**Consigne donnée 1**:
Indiquez si chacun des énoncés (a), (b) et (c) concorde avec l'extrait sur le Hirak. Répondez par oui ou par non, en citant les mots décisifs de l'extrait. (a) Le Hirak y est présenté comme une lutte de libération anticoloniale. (b) Le peuple a occupé les rues du pays pendant plus d'une année. (c) Les « constitutionnalistes » préconisaient de renoncer à appliquer la Constitution.

**Extrait de page**:
+++

Ainsi, en pensant à Virginia Woolf, me suis-je dit, le début du récit du Hirak était facile à comprendre puisque du nord au sud, de l’est à l’ouest du pays, le peuple fut uni pour se débarrasser de l’auteur de son humiliation. Mais le saut à faire pour passer à une autre étape nécessite une intelligence de l’histoire du pays et une intelligence collective. L’intelligence de l’Histoire nous renseigne que le Hirak n’est pas une lutte de libération anticoloniale mais un combat regroupant différentes catégories sociales contre un pouvoir autochtone. Faire référence à un combat de classes n’aurait pas plu à ceux qui ne jurent que par la «Oumma fraternelle et éternelle».

L’intelligence collective nous aurait évité d’entendre des sornettes du genre «les élites guidant le peuple». On se souvient de la parenthèse des «constitutionnalistes» qui nous expliquaient la meilleure façon d’appliquer une Constitution bidonnée par et pour un homme sans pour autant trahir la souveraineté du peuple. Ces gens-là étaient plus jésuites que le jésuite qui dirige à l’heure actuelle le Vatican. Quand notre parenthèse jésuite se referma s’ouvrit une autre séquence. Structuration ou non du Hirak, désobéissance civile ou pas, grève générale. Ces notions remplissent dans le monde les livres des luttes sociales qui auraient pu alimenter chez nous les réflexions politiques face aux contraintes du présent aussi mouvant que complexe. Et le premier ingrédient de la réflexion aurait dû être l’analyse concrète une situation concrète pour répondre au présent en question. Avec le Hirak, sommes-nous en période révolutionnaire, prérévolutionnaire ou bien en processus révolutionnaire ? Ne chipote-t-on pas ! En voyant tout le peuple dans toutes les rues du pays et ce, pendant plus d’une année, on peut accepter ces trois notions.

+++

**Entrées du jeu**:
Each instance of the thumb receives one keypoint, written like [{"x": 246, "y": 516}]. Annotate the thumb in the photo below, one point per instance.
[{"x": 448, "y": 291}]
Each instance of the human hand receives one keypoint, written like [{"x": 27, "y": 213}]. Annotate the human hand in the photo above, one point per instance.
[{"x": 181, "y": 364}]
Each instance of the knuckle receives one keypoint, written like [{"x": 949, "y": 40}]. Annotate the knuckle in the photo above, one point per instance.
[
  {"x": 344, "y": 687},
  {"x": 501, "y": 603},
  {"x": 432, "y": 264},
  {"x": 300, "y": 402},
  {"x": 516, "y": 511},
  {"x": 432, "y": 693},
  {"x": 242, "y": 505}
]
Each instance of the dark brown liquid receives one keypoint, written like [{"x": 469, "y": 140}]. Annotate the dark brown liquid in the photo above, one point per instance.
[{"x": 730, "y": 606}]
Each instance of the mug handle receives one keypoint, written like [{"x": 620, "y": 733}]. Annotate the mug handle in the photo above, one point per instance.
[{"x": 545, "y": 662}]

+++

**Consigne donnée 2**:
Reproduisez à l'identique, parmi les entrées ci-dessus, tout ce qui va de la ligne contenant « Each instance of the mug » jusqu'à la fin des entrées, ces deux limites comprises.

**Solution 1**:
(a) Non : « le Hirak n’est pas une lutte de libération anticoloniale mais un combat regroupant différentes catégories sociales contre un pouvoir autochtone ».
(b) Oui : « En voyant tout le peuple dans toutes les rues du pays et ce, pendant plus d’une année ».
(c) Non : « qui nous expliquaient la meilleure façon d’appliquer une Constitution bidonnée par et pour un homme ».

**Solution 2**:
Each instance of the mug handle receives one keypoint, written like [{"x": 620, "y": 733}]. Annotate the mug handle in the photo above, one point per instance.
[{"x": 545, "y": 662}]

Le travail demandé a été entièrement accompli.